-------- EXERCISE INPUT

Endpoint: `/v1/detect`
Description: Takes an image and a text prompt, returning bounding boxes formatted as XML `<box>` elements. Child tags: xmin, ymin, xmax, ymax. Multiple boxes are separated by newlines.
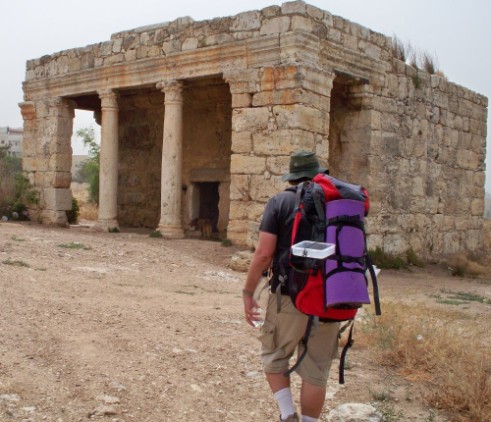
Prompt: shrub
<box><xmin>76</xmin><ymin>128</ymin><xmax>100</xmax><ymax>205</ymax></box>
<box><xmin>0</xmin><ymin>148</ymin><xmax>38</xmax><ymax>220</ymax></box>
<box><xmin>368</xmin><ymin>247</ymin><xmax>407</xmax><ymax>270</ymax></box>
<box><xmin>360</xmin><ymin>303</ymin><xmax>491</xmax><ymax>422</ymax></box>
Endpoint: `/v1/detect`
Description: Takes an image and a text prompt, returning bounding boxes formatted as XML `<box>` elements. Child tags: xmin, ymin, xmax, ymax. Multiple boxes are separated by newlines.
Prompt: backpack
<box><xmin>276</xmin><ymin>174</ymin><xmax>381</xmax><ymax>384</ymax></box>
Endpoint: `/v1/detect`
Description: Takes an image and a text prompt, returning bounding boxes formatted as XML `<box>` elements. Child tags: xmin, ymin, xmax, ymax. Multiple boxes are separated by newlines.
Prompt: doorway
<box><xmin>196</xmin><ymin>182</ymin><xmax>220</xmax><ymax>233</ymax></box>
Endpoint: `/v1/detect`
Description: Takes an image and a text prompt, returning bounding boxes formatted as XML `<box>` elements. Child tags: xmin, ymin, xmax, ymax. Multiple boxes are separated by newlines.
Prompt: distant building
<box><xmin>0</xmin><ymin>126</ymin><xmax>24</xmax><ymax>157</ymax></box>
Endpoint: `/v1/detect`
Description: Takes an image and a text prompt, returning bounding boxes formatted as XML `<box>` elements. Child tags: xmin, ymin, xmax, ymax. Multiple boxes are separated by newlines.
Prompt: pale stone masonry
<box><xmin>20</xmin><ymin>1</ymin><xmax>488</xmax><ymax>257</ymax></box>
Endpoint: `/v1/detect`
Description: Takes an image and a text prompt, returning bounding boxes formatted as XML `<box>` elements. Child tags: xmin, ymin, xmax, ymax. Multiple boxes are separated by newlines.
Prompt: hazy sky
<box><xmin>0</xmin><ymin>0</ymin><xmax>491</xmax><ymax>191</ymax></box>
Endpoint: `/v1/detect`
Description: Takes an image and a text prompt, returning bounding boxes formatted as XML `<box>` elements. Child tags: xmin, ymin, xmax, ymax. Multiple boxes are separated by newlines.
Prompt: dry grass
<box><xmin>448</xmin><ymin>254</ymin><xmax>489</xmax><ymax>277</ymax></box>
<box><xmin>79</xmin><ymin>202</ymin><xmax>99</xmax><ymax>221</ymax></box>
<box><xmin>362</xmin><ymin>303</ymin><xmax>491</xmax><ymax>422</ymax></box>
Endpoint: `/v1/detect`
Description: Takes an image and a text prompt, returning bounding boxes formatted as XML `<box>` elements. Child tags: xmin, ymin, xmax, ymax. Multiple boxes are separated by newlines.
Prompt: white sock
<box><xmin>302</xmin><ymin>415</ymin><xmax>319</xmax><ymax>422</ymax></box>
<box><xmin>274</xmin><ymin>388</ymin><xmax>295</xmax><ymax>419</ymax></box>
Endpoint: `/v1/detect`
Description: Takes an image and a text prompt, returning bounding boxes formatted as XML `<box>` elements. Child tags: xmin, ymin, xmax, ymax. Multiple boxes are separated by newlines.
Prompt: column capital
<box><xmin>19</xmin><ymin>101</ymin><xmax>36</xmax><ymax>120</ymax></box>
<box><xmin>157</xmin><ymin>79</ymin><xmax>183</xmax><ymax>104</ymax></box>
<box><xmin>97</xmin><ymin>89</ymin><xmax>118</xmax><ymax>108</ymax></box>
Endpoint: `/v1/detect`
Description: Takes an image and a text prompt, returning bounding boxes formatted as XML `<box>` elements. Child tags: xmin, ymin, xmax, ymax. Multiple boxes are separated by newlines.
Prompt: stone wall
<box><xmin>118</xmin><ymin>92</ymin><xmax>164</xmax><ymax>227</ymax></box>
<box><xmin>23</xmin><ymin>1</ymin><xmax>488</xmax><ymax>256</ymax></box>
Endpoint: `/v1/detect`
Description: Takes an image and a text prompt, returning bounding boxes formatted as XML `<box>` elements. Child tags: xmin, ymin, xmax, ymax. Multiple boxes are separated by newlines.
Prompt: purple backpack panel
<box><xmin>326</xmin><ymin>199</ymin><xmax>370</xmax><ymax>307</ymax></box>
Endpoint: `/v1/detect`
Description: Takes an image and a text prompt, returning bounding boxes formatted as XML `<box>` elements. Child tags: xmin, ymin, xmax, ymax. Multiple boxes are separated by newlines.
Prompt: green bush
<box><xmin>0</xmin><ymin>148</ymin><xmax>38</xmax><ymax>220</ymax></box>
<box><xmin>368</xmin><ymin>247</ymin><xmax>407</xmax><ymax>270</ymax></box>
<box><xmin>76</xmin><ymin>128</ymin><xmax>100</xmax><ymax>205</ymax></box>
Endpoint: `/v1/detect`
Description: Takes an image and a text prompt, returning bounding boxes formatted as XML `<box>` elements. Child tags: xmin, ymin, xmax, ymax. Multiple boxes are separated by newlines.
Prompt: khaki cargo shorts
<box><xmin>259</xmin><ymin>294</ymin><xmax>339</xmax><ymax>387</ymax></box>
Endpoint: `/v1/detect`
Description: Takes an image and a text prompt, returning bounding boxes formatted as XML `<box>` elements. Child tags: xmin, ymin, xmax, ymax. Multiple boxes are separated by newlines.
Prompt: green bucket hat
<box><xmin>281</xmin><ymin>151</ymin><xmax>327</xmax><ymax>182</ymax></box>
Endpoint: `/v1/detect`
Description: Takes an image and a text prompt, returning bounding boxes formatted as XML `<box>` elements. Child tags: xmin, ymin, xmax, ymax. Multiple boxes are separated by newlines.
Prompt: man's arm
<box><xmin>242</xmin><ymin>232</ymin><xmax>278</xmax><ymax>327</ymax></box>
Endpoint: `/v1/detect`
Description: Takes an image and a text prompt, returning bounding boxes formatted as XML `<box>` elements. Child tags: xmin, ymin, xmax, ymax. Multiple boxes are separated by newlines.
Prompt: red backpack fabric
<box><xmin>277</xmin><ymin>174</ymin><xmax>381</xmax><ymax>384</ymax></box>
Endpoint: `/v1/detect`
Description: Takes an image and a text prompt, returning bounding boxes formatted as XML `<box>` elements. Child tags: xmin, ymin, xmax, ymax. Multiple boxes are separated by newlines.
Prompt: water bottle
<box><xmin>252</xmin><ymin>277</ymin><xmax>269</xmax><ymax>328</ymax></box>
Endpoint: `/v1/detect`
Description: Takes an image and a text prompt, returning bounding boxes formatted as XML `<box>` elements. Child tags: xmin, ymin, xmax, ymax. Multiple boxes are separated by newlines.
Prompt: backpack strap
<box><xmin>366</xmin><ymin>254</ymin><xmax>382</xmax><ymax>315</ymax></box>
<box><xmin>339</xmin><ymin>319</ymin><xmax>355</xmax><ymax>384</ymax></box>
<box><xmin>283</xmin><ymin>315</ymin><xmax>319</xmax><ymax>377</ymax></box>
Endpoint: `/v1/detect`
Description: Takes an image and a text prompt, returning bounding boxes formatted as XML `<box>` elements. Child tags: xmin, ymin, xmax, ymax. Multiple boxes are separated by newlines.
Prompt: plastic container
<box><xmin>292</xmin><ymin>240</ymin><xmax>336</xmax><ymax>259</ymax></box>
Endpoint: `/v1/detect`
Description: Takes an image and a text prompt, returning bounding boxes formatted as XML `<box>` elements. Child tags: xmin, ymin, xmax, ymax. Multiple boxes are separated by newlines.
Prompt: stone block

----------------

• **OBJECTIVE**: Select every line in the items that contains the word "backpack", copying each one in full. Case counts.

• **COMPLETE RESPONSE**:
Prompt: backpack
Prompt: purple backpack panel
Prompt: red backpack fabric
Prompt: backpack strap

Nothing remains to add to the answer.